| DATA FOR REVIEW |
════════════════
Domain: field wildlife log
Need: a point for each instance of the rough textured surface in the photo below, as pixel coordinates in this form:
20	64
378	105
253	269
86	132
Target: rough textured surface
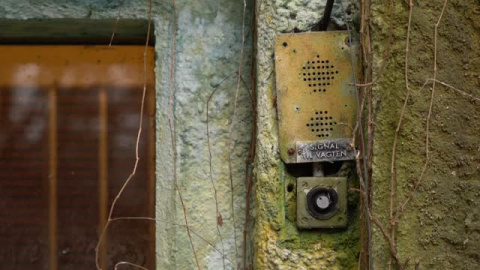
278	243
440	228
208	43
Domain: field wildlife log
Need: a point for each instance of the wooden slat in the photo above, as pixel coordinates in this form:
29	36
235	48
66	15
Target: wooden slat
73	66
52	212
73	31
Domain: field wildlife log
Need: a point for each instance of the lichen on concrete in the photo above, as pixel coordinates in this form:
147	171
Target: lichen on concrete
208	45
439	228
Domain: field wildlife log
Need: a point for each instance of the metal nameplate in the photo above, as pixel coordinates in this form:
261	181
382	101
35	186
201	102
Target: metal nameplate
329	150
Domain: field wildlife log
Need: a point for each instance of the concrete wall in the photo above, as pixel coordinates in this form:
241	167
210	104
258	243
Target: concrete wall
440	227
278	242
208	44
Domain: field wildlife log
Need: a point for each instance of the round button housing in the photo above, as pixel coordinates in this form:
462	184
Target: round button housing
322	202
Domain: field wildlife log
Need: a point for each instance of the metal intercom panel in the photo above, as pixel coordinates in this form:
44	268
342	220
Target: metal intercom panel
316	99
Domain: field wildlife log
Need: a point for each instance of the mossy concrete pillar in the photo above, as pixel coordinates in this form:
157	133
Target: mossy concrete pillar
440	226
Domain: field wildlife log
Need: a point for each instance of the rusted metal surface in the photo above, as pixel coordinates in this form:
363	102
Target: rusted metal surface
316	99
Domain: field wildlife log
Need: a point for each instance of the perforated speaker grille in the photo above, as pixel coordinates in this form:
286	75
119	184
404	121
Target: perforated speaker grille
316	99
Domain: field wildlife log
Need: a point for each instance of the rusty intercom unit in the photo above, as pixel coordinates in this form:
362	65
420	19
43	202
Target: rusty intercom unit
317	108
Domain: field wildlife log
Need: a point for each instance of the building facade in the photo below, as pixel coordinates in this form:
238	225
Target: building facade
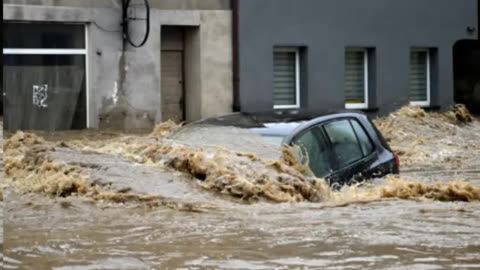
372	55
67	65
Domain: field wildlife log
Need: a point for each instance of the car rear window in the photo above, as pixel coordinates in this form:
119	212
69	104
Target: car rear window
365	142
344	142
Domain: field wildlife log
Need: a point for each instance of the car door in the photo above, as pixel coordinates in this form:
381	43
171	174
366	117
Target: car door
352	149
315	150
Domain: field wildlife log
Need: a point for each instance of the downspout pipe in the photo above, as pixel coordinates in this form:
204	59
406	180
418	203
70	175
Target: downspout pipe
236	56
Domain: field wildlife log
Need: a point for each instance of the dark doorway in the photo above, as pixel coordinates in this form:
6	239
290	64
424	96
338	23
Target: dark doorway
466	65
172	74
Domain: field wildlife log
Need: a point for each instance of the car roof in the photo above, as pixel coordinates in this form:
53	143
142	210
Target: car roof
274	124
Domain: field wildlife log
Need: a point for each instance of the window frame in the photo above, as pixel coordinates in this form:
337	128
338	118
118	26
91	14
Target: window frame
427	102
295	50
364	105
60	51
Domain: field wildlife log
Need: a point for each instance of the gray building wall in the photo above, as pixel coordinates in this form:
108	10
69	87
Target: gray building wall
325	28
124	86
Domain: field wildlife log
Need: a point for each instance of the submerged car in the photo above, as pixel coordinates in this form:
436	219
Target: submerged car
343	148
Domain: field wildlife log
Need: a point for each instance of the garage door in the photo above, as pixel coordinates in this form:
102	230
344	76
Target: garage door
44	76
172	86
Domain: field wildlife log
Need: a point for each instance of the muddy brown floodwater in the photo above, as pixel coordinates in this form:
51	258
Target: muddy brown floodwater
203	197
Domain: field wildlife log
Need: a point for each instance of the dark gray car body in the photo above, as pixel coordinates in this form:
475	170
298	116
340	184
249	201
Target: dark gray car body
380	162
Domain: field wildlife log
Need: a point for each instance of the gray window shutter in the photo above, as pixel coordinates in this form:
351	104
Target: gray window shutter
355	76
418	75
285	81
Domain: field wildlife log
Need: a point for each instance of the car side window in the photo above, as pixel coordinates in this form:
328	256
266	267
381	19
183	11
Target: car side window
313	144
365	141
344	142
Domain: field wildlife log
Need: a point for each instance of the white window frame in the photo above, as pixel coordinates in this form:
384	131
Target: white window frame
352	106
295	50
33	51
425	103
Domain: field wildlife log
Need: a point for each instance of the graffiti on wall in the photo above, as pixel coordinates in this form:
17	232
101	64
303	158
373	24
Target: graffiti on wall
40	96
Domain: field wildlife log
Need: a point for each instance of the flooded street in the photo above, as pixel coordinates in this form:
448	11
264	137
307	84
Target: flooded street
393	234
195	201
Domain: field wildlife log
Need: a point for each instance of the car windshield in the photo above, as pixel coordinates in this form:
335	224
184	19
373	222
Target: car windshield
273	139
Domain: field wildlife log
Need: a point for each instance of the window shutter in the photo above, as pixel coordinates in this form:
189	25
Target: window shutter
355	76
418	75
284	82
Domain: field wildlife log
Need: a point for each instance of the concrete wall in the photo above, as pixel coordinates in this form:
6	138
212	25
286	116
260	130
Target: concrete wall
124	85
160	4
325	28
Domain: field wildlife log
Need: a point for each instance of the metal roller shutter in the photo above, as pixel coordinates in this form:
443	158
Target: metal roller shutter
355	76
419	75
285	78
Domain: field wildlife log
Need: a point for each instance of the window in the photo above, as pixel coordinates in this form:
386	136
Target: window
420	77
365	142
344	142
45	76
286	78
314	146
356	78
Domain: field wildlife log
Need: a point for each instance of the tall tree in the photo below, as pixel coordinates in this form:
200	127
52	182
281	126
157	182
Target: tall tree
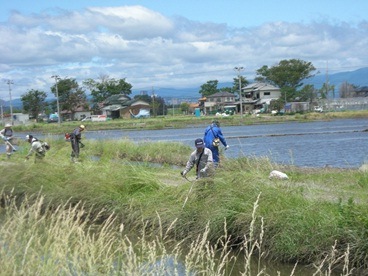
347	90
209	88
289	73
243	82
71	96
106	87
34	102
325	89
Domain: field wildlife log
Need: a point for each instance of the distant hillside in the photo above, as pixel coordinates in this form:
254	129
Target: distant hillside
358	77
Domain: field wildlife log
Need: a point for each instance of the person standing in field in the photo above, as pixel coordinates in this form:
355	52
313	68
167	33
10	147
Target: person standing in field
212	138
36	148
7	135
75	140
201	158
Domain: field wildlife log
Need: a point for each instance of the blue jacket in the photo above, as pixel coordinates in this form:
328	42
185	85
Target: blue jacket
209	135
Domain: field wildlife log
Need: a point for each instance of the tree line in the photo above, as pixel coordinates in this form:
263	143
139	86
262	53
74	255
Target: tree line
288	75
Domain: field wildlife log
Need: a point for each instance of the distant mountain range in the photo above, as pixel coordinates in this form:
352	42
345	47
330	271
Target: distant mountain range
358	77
════════════════
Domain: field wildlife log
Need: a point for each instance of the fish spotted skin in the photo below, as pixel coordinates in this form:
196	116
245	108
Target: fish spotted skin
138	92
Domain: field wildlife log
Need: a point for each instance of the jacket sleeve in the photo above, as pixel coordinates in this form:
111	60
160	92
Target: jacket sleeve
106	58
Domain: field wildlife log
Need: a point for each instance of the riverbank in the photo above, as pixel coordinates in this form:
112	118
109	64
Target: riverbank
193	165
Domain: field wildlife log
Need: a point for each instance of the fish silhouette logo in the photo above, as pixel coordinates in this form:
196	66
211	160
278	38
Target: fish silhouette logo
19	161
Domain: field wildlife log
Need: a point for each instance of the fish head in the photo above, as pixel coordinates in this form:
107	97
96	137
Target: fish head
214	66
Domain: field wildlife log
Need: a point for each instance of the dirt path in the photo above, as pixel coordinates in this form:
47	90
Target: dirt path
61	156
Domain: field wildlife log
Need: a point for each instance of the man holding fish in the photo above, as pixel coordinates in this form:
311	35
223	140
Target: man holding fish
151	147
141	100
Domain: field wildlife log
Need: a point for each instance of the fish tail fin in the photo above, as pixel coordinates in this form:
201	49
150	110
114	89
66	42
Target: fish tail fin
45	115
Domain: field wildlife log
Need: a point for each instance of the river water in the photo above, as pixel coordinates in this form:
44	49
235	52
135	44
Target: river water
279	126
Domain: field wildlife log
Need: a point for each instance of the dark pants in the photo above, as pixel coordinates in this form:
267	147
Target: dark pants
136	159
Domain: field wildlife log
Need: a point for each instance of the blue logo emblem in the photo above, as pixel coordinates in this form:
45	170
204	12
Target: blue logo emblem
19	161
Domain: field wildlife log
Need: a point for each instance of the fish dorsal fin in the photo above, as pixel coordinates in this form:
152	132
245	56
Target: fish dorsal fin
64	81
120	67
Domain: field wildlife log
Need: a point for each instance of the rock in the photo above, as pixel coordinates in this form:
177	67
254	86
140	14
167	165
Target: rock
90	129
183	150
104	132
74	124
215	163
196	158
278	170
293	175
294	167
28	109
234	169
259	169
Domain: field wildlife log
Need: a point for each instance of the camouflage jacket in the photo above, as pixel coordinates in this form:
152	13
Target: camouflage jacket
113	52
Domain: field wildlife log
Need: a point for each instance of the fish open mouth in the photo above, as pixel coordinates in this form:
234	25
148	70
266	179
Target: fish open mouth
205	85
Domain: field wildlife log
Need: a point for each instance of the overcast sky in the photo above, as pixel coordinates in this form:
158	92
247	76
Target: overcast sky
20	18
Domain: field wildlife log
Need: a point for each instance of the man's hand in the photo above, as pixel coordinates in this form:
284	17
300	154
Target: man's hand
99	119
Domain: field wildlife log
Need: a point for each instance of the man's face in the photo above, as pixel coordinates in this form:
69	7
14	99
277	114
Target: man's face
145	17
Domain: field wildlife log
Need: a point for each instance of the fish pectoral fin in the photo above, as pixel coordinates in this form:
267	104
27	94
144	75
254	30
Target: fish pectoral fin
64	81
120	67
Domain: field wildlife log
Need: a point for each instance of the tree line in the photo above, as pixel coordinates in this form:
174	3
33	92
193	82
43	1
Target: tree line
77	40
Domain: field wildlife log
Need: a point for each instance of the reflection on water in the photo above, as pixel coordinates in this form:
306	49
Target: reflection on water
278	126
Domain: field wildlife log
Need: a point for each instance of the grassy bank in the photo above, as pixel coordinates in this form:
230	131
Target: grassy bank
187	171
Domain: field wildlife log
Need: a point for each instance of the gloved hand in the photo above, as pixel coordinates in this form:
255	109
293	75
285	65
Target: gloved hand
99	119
════════════════
| WORK TO COMPLETE |
For the word "below", say how many lines of the listing contain it; give the number alone.

| ANSWER SPACE |
4